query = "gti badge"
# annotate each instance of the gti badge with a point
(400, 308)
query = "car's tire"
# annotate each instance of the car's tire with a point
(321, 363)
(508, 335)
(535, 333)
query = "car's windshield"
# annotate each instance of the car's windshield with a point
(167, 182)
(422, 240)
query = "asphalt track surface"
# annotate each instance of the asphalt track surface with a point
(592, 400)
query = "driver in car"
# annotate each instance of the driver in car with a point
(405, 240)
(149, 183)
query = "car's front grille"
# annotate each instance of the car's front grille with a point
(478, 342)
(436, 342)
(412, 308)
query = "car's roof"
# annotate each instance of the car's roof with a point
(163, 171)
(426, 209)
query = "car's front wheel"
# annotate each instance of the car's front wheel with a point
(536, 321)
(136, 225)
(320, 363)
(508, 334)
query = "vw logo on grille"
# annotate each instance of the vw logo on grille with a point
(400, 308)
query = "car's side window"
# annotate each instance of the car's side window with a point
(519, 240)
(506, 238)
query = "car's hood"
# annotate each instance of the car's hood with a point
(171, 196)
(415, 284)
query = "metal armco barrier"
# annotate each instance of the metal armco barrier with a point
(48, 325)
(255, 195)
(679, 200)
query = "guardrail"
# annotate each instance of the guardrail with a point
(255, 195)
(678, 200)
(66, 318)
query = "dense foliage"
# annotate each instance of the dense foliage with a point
* * * * * * *
__Directions__
Repeat every line of the material exactly as given.

__The output__
query = "gti badge"
# annotate each instance of the gti badge with a point
(400, 308)
query = "car's tire"
# annotate each instance of the car's tire with a point
(321, 363)
(508, 335)
(535, 333)
query = "car's windshield"
# annotate each instance of the car's windshield with a point
(167, 182)
(422, 240)
query = "asphalt track surface"
# annotate each instance of the asphalt track surface with a point
(592, 400)
query = "driver in car"
# annotate each instance of the driver in car with a point
(405, 240)
(149, 183)
query = "car's front grille"
# annotate each instance of the car's front grille with a point
(478, 342)
(436, 342)
(412, 308)
query = "car's roof"
# annotate each instance of the car's roof with a point
(163, 171)
(426, 209)
query = "car's front wheel"
# annotate each instance of the car's front wheel with a point
(536, 321)
(136, 225)
(320, 363)
(508, 334)
query = "vw logo on grille"
# annotate each instance of the vw logo on grille with a point
(400, 308)
query = "car's side window"
# annotate each instance of the car's side window with a point
(519, 240)
(506, 238)
query = "car's hood"
# annotate each instance of the car's hood with a point
(171, 196)
(415, 284)
query = "metal armco barrier"
# annotate each instance of the metal armco barrier with a point
(48, 325)
(255, 195)
(679, 200)
query = "guardrail"
# annotate each instance of the guardrail with a point
(255, 195)
(678, 200)
(66, 318)
query = "dense foliage"
# annotate each instance of the dense foliage with a point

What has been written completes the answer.